• **REQUIRED WORK**
When the string "rough" occurs in a line of the listing below, return that line.

• **INFORMATION**

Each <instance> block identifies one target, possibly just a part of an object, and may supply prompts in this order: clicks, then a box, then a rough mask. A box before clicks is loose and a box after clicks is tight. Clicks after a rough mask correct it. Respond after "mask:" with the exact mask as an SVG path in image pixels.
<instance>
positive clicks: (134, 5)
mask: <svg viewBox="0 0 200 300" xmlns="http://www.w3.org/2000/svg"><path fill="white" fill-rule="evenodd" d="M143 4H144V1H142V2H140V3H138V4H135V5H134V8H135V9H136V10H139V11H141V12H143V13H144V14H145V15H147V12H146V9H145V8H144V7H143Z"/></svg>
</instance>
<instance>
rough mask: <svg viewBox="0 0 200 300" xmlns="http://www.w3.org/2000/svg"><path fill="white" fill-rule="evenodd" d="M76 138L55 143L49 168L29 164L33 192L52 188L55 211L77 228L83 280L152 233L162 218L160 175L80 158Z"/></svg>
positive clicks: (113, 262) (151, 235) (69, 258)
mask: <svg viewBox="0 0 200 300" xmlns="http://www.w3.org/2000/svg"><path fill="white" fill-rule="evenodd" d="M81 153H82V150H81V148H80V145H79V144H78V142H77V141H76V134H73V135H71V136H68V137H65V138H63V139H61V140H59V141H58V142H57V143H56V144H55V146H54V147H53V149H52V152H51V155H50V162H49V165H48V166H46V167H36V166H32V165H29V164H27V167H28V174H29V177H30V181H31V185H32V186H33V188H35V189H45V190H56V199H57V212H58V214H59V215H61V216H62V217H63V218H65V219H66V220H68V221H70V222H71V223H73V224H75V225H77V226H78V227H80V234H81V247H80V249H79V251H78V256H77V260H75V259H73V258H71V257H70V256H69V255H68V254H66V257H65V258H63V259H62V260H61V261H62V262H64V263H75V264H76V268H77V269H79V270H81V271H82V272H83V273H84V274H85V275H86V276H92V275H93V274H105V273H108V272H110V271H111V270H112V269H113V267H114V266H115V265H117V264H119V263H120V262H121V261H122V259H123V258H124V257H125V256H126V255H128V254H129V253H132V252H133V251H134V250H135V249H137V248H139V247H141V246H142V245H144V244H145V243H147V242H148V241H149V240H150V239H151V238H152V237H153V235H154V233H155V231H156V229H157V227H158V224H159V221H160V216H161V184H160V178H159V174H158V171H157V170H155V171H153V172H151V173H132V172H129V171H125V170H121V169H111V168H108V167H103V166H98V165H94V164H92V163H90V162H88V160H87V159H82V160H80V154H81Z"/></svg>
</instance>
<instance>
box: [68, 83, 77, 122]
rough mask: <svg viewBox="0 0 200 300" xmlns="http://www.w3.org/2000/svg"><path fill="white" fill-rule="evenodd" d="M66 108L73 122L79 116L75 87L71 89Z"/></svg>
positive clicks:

• **RESPONSE TO THE TASK**
Each <instance> block identifies one target, possibly just a part of an object, and may supply prompts in this order: clicks, then a box, then a rough mask. A box before clicks is loose and a box after clicks is tight. Clicks after a rough mask correct it. Respond after "mask:" with the exact mask as an SVG path in image pixels.
rough mask: <svg viewBox="0 0 200 300" xmlns="http://www.w3.org/2000/svg"><path fill="white" fill-rule="evenodd" d="M76 138L55 143L49 168L29 164L33 192L52 188L55 211L77 228L83 280L152 233L162 218L160 175L80 158Z"/></svg>
rough mask: <svg viewBox="0 0 200 300" xmlns="http://www.w3.org/2000/svg"><path fill="white" fill-rule="evenodd" d="M66 108L73 122L79 116L75 87L71 89Z"/></svg>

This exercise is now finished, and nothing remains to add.